-- Quoted text start --

Andrew Russell Bennett (born August 26, 1978) is a former American football wide receiver of the National Football League (NFL). He was signed by the Tennessee Titans as an undrafted free agent in 2001. He played college football at UCLA.

Bennett was also a member of the St. Louis Rams and Baltimore Ravens. He retired prior to the 2009 season due to a knee injury.

Early years
Bennett attended Miramonte High School in Orinda, California, and was a three-sport standout in football, baseball, and basketball. As a senior football quarterback, he won first-team All-League and second-team All-Bay Area honors, after he passed for 2,308 yards and 18 touchdowns and rushed for six touchdowns. In baseball, he batted .430 and won first-team All-League honors.

College career
Bennett was offered a scholarship to play at Princeton University in New Jersey, but turned it down to attend the University of California, Los Angeles (UCLA). He was a walk-on as a quarterback and elected to redshirt the 1996 season. He was awarded a scholarship for the 1997 season and switched positions to become a wide receiver for his junior year. He played both wide receiver and quarterback in his senior season and won the Paul I. Wellman Award for All-Around Excellence. He graduated from UCLA with a major in Political Science, and is also a member of the Sigma Chi fraternity.

Professional career

Tennessee Titans
From 2001 to 2006, Bennett played wide receiver for the Tennessee Titans, becoming a full-time starter. During the 2004 season he tied an NFL record by scoring eight touchdowns in a three-game span.

-- Quoted text end --
-- Dataset extract start --

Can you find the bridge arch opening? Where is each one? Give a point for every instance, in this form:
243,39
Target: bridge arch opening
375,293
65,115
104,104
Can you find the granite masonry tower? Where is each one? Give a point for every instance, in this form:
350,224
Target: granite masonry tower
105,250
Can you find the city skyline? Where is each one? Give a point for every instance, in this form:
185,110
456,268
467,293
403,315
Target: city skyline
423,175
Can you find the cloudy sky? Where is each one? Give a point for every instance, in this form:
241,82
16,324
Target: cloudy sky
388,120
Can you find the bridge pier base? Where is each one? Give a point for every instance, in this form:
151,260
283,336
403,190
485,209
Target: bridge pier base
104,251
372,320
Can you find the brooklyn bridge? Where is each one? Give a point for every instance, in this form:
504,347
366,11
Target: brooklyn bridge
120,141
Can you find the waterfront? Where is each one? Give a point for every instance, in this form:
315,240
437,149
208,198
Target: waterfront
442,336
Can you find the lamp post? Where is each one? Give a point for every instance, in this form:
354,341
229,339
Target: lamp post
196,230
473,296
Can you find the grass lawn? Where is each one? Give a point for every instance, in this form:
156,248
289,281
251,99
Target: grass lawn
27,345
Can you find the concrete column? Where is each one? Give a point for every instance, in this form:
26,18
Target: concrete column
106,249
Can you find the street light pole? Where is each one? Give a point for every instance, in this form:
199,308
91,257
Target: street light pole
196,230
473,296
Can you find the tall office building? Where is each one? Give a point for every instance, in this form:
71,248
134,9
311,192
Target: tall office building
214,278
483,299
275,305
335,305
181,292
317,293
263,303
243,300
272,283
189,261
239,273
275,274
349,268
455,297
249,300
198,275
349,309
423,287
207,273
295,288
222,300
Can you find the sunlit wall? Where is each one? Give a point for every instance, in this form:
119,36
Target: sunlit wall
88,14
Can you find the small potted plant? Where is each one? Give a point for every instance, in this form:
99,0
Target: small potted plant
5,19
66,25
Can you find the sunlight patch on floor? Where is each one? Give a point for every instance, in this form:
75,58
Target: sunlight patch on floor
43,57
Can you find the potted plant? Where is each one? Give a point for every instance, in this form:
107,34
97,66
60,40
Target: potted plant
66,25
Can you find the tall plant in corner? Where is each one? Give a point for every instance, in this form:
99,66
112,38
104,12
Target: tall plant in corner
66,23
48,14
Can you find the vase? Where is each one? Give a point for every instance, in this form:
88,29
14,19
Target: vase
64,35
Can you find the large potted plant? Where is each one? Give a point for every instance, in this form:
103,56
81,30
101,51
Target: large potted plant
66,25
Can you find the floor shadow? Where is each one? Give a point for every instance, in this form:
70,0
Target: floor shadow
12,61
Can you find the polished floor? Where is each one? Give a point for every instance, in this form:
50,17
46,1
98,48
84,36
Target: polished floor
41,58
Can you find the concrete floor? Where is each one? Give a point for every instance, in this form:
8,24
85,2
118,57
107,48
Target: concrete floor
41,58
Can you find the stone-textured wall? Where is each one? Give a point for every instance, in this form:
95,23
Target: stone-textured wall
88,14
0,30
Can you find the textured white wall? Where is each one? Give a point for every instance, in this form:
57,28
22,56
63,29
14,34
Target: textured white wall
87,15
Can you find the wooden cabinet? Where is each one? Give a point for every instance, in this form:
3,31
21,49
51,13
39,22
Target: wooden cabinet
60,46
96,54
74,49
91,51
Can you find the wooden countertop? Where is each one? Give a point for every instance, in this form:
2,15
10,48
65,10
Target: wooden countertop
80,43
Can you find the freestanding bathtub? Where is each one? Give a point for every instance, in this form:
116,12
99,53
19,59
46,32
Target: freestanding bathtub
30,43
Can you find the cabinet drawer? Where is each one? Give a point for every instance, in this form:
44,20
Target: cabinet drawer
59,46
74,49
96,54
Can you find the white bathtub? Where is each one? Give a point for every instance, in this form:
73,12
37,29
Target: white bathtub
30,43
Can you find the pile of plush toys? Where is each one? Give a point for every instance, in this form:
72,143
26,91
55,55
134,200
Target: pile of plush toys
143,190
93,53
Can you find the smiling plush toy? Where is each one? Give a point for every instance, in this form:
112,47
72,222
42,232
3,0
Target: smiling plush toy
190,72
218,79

-- Dataset extract end --

Work instructions >> Retype the portion of the football biography that begins with the words "Bennett was also" and ends after the words "first-team All-League honors.".

Worked answer >>
Bennett was also a member of the St. Louis Rams and Baltimore Ravens. He retired prior to the 2009 season due to a knee injury.

Early years
Bennett attended Miramonte High School in Orinda, California, and was a three-sport standout in football, baseball, and basketball. As a senior football quarterback, he won first-team All-League and second-team All-Bay Area honors, after he passed for 2,308 yards and 18 touchdowns and rushed for six touchdowns. In baseball, he batted .430 and won first-team All-League honors.